■ Exercise materials
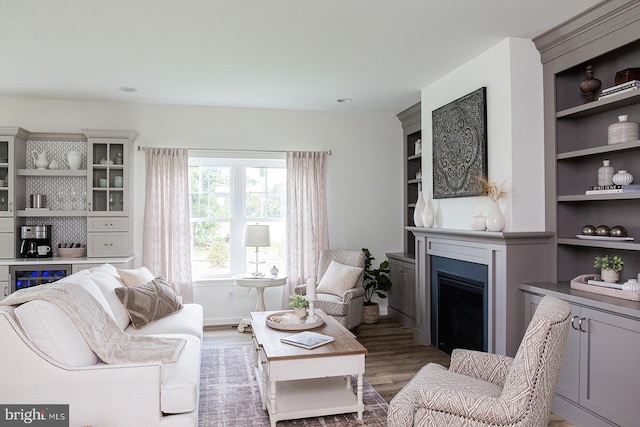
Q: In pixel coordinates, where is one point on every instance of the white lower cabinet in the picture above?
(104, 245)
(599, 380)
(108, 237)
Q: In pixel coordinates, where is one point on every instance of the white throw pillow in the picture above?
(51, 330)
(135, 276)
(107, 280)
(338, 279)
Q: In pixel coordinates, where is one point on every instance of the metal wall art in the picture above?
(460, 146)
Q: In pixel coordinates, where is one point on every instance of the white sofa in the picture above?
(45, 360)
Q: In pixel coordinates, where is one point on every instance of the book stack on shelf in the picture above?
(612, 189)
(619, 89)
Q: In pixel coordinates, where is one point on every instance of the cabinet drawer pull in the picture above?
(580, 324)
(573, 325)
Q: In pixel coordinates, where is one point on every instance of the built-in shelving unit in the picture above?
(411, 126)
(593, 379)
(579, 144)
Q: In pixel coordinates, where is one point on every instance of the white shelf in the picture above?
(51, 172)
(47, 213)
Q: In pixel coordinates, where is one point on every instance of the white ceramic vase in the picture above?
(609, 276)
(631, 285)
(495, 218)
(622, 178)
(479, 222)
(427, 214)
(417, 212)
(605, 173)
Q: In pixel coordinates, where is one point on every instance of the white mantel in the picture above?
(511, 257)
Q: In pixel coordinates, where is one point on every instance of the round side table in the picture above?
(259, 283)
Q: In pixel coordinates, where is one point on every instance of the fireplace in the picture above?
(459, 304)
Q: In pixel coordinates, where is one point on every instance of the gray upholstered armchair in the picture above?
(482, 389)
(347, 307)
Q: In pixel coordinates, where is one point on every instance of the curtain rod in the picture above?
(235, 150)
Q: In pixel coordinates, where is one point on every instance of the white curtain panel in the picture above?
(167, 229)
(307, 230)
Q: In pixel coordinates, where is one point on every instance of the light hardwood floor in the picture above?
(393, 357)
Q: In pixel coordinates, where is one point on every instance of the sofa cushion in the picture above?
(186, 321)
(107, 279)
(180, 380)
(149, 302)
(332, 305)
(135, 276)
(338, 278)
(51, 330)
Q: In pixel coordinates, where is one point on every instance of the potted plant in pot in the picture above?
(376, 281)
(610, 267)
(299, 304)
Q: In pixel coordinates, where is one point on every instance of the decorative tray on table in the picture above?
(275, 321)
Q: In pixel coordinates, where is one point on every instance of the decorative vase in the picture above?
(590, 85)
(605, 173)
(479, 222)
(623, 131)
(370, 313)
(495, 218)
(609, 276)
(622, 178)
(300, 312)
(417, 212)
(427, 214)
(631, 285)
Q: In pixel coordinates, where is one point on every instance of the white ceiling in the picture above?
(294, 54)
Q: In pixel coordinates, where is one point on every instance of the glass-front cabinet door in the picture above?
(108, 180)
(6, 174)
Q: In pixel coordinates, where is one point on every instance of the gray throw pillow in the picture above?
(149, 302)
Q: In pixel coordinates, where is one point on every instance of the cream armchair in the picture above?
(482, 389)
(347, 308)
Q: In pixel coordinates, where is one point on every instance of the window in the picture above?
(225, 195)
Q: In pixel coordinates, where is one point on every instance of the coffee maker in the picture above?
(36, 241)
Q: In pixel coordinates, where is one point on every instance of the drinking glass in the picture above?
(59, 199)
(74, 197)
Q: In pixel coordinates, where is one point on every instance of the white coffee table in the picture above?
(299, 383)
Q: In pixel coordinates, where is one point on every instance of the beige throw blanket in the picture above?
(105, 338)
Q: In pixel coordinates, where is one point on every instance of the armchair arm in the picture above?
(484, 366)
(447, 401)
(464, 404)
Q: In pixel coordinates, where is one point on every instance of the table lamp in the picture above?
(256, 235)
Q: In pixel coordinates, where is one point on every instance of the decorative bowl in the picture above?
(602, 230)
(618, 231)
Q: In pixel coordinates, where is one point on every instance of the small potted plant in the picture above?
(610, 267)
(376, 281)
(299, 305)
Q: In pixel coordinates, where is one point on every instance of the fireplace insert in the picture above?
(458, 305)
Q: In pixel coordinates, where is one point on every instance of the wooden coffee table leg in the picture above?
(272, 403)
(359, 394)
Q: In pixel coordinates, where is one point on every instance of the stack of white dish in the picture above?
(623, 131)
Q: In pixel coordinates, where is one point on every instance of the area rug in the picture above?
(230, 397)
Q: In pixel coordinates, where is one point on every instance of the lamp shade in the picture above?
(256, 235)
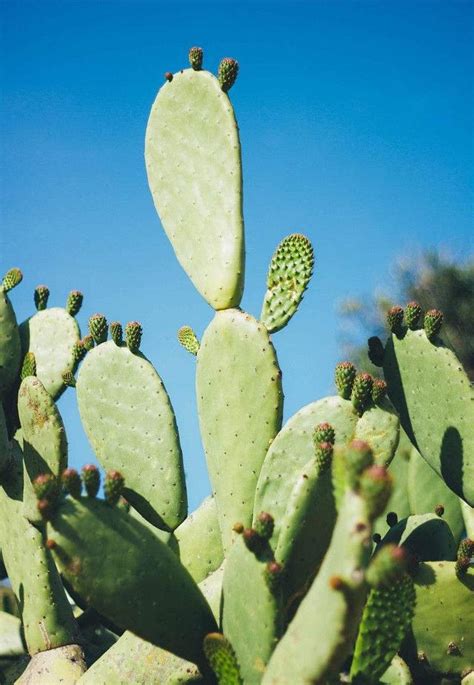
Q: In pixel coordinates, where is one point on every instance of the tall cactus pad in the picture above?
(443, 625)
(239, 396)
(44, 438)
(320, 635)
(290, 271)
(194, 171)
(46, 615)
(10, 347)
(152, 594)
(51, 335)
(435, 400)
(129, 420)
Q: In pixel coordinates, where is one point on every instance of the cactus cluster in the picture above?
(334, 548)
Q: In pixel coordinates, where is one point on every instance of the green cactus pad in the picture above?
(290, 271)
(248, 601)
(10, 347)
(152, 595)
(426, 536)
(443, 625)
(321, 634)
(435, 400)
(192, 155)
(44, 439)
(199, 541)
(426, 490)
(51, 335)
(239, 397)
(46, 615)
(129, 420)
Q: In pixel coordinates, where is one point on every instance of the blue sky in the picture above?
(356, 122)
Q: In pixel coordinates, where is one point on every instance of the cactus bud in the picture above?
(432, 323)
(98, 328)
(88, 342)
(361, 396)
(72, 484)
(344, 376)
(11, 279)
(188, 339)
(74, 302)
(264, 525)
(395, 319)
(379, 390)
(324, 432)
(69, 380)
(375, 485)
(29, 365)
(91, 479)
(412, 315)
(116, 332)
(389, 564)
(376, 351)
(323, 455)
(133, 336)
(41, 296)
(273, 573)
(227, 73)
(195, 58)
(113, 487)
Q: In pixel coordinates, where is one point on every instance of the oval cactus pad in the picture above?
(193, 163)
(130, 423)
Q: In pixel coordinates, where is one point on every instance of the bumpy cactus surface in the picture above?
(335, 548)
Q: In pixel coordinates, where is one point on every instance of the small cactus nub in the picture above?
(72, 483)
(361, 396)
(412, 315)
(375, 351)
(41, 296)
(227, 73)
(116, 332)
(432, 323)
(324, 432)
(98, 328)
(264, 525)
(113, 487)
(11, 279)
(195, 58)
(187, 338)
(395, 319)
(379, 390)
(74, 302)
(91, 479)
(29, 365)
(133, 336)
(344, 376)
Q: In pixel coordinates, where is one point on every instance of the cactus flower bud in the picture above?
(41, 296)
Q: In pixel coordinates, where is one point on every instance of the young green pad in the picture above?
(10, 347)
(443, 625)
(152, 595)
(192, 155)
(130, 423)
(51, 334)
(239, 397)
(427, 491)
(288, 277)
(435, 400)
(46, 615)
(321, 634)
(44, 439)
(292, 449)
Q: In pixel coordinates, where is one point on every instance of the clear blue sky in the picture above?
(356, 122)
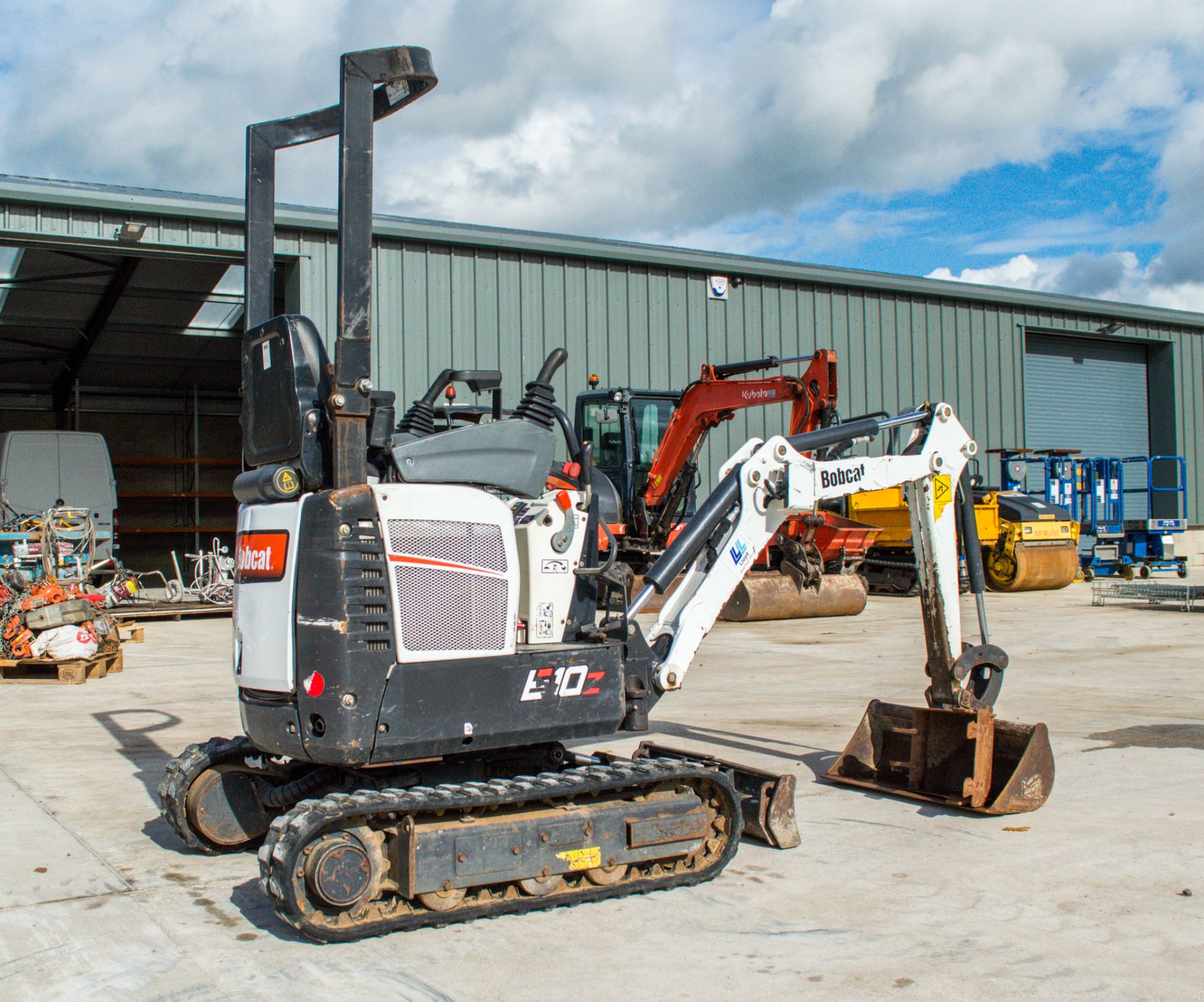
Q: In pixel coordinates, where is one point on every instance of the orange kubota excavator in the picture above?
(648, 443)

■ Task prompt
Quote all the lines above exactly as given. Do not include the pictures.

■ Solution
Q: In pixel coordinates, where is one point on every instance of the white lower cabinet in the picture above?
(104, 245)
(599, 380)
(108, 237)
Q: In pixel coordinates, where is one point on every instance of the white throw pillow in the picture above?
(51, 330)
(135, 276)
(107, 280)
(338, 279)
Q: In pixel coordinates, where is one point on every instance of the metal wall art in the picture above?
(460, 146)
Q: In pixel coordinates, where is one point on every instance of the white sofa in the picture above?
(45, 360)
Q: In pixel coordinates, where is one point on every instance of the book stack on shelf in the picture above?
(612, 189)
(619, 89)
Q: In pixel coordinates, where is one point on every instance of the cabinet drawer pull in the picture above?
(580, 324)
(573, 325)
Q: In pixel coordinates, where is one point on every instance of the built-in shelving unit in the picture above?
(411, 126)
(593, 379)
(579, 144)
Q: In pixel coordinates, where is one point on every instance of the white shelf in the picture above?
(51, 172)
(47, 213)
Q: In pixel coordinates, where is one point on every instance of the white ceramic vase in the picture above?
(609, 276)
(631, 285)
(495, 218)
(622, 178)
(479, 222)
(427, 214)
(417, 212)
(605, 173)
Q: In pixel coordinates, where is one point on every instance of the white mantel in the picture above?
(511, 257)
Q: In pixel coordinates, where is one point on every instance of the round side table in the picture above?
(259, 283)
Q: In pixel coordinates, where is one point on every instance of the fireplace in the picture above?
(459, 304)
Q: In pixel coordinates, where is one point on every instance of the gray upholstered armchair in the picture above?
(482, 389)
(347, 307)
Q: In pixel coordinates, where is one point on every instance of the curtain rod in the picture above?
(235, 150)
Q: In pixel coordinates, where is one point on every instance of the white curtain panel in the picture above?
(167, 229)
(307, 230)
Q: In pixel coordinates, where is one point on every instance of the light hardwood floor in the picture above?
(393, 357)
Q: In pixel coordinates, where is one point on every instance of the sofa cushion in the picture above?
(186, 321)
(107, 279)
(180, 380)
(149, 302)
(332, 305)
(135, 276)
(338, 278)
(51, 330)
Q: In pixel coordinates, where is one point on every instance of the potted plant in pot in the picture above?
(376, 281)
(610, 267)
(299, 304)
Q: In pixel coordinates, where is one point on every instance of the decorative tray on table in the picture above?
(275, 321)
Q: In pixel coordinates, where is one point on every instance of the decorative vase in the picture above?
(590, 85)
(605, 173)
(479, 222)
(623, 131)
(370, 313)
(495, 218)
(609, 276)
(622, 178)
(300, 312)
(417, 212)
(427, 214)
(631, 285)
Q: In pixel coordinates, where is one point on every instance of the white ceiling in the picture above?
(294, 54)
Q: In pixel coordinates, where is one point on every instance of the glass-front cabinet door in the picture above?
(108, 180)
(6, 174)
Q: In pixel coordinates, where is one point on every instance of the gray throw pillow in the picture above?
(149, 302)
Q: In pixel coordinates, where is one point on every instance of the cream armchair in the picture above?
(482, 389)
(347, 308)
Q: In pixel coordinates, where is one point on every instance of the window in the picture above?
(225, 195)
Q: In pixel coordinates, where is one point on every instance of the coffee maker in the picture above?
(36, 241)
Q: In pixel coordinates, where is one point on every instance of the drinking glass in the picture above?
(59, 199)
(74, 197)
Q: In pixel coordinates, where is one point on every instance of the white coffee table in the picture above?
(299, 383)
Q: In pixel coordinates, where is one point on every instance of the beige throw blanket in the picture above?
(105, 338)
Q: In pixel coordinates, where is one point on every instance of the armchair arm in the picture above?
(484, 366)
(447, 401)
(464, 404)
Q: In pixel coordinates, where is one point on every instance of the table lamp in the picture above?
(256, 235)
Q: In pixel coordinates, where is one point on every instance of the decorative bowl in the picture above?
(602, 230)
(618, 231)
Q: In pixel coordinates, where is one point on every instance of the small potted plant in the picture above?
(610, 267)
(376, 281)
(299, 305)
Q: In pixel coordinates, where is one point on every instance of the fireplace insert in the picture above?
(458, 305)
Q: In pixel coordinates, where is one point on every instance of the wooden coffee table leg in the picture above?
(272, 403)
(359, 394)
Q: In pixel coordinates, where is one point on every instance of the stack of white dish in the picture above?
(623, 131)
Q: In pixel coordinates, where is one point on every instance of the area rug in the picture above?
(230, 397)
Q: In pixel coordinates, where is one point on every instance of the lamp shade in the picture above?
(256, 235)
Q: In pixel coordinates, where is one point on every instance of the tall cactus pad in the picture above?
(443, 625)
(239, 396)
(44, 438)
(320, 635)
(290, 271)
(194, 171)
(46, 615)
(10, 347)
(152, 594)
(51, 335)
(435, 400)
(129, 420)
Q: In pixel coordinates, where is one point on every instance of the cactus cluster in the picture above?
(334, 548)
Q: In pixel coordinates, where is one point on every instance of the green cactus pad in the picture above?
(290, 271)
(248, 601)
(10, 347)
(152, 595)
(426, 536)
(443, 625)
(321, 634)
(435, 400)
(192, 155)
(44, 439)
(199, 541)
(426, 490)
(51, 335)
(239, 397)
(46, 615)
(129, 420)
Q: In pixel coordinates, where is one point on every instance of the blue sky in the picture above?
(356, 122)
Q: In pixel coordinates, where is one point on every instance of the cactus bud in the picture above?
(432, 323)
(98, 328)
(88, 342)
(361, 396)
(72, 484)
(344, 376)
(11, 279)
(188, 339)
(74, 302)
(264, 525)
(395, 319)
(379, 390)
(324, 432)
(69, 380)
(375, 485)
(29, 365)
(91, 479)
(412, 315)
(116, 332)
(389, 564)
(376, 351)
(323, 455)
(133, 336)
(41, 296)
(273, 573)
(227, 73)
(195, 58)
(113, 487)
Q: In pixel coordinates, where is one point on every instance of the oval cactus pad in the picture above?
(193, 163)
(130, 423)
Q: In pixel coordinates, where is one point on every instance of the bumpy cactus surface in the picture above?
(335, 548)
Q: In pixel coordinates, where is one point on every instance of the small cactus nub in the picture above?
(72, 483)
(361, 396)
(412, 315)
(375, 351)
(41, 296)
(227, 73)
(116, 332)
(432, 323)
(324, 432)
(98, 328)
(264, 525)
(113, 487)
(11, 279)
(195, 58)
(187, 338)
(395, 319)
(379, 390)
(74, 302)
(91, 479)
(29, 365)
(133, 336)
(344, 376)
Q: In pixel coordinates, where is one point on every instance of the cactus flower bud in the picture above?
(41, 296)
Q: In pixel coordinates, where is one point on every instance of the young green pad in the picture above?
(10, 347)
(443, 625)
(152, 595)
(192, 155)
(130, 423)
(51, 334)
(239, 397)
(427, 491)
(288, 277)
(435, 400)
(46, 615)
(321, 634)
(44, 439)
(292, 449)
Q: In pixel coordinates, where is one point on every instance of the clear blue sky in the picture above?
(356, 122)
Q: In pixel coordinates, where is one point on every instance of the orange kubota excavator in the picture above?
(648, 443)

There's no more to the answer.